Written request
Can you retype, character for character, the lines starting at the one that contains "Each instance of the large" and ending with the very last line below?

Input data
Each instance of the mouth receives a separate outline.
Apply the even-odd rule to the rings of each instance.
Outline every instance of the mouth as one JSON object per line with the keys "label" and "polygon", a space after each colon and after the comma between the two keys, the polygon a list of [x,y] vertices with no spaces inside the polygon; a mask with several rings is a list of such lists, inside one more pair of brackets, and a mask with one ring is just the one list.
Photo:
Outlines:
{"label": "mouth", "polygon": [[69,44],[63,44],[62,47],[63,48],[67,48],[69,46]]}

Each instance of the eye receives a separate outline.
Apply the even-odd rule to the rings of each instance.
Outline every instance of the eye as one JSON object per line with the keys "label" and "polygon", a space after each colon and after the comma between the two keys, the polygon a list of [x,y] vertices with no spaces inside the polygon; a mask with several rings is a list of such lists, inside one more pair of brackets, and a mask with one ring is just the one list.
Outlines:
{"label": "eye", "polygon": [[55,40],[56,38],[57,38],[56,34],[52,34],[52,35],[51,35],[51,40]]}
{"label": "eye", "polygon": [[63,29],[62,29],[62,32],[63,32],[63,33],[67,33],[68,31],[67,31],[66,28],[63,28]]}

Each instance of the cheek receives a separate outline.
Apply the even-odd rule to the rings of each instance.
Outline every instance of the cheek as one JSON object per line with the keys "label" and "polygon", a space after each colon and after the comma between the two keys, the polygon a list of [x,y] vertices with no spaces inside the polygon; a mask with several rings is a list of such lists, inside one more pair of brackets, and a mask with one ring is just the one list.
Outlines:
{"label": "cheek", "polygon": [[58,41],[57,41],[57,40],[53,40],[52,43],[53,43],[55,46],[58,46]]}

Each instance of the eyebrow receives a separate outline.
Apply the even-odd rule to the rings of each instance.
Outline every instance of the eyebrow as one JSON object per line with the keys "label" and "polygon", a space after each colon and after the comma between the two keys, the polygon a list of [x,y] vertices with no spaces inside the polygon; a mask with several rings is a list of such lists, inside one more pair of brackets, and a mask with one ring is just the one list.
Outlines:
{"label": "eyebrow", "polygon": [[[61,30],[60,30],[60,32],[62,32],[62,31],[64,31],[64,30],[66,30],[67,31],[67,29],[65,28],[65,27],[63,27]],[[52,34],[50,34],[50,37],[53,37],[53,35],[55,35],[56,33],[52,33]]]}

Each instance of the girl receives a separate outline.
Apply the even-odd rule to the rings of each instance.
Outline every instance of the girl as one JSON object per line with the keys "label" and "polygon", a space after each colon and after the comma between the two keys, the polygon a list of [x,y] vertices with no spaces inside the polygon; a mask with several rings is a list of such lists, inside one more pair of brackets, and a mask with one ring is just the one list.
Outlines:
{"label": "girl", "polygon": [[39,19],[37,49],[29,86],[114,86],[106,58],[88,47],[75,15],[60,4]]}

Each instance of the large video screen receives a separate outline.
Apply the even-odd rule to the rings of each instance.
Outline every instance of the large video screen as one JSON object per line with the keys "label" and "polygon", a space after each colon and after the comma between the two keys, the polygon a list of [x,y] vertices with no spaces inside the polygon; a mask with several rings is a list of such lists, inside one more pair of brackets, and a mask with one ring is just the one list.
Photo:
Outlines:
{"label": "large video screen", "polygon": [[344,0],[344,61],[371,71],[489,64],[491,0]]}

Worked solution
Each instance of the large video screen receives a separate outline.
Apply the even-odd rule to the rings of each instance.
Outline every instance of the large video screen as one JSON object per line with the keys "label" and "polygon", a space after each colon and after the comma between the two keys, the polygon a list of [x,y] vertices with no spaces inside the polygon; a mask with several rings is a list of such lists, inside one more pair of brackets, and a mask with one ring is just the one list.
Photo:
Outlines:
{"label": "large video screen", "polygon": [[344,0],[344,61],[371,71],[489,64],[491,0]]}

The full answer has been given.